PROBLEM DETAILS — Print every line of the records below without changes, and leave the pictures out of your output.

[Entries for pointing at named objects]
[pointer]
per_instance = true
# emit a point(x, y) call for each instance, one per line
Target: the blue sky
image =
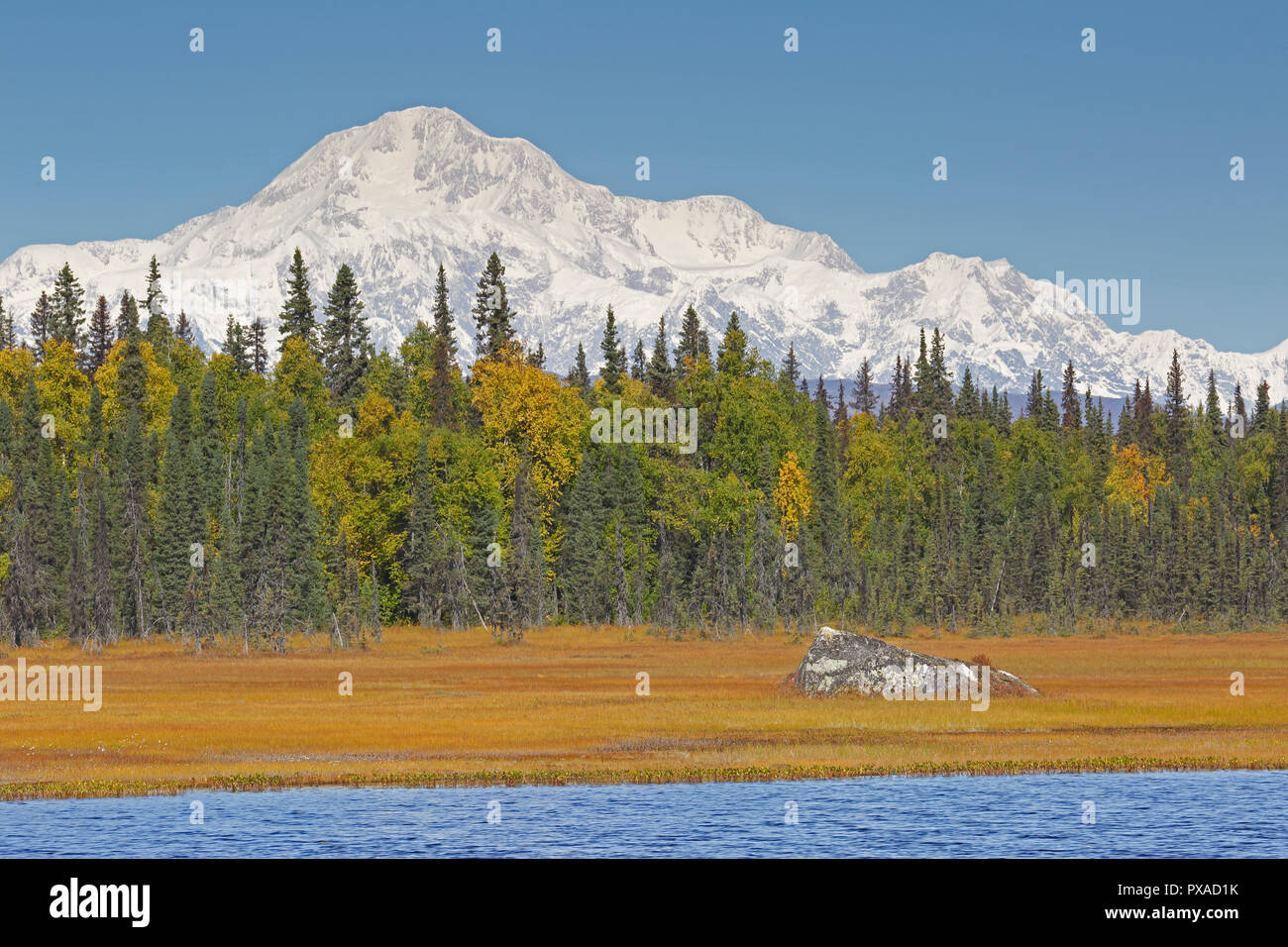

EXERCISE RESULT —
[pointer]
per_instance = true
# emit a point(x, y) call for each instance, one per line
Target: the blue sky
image =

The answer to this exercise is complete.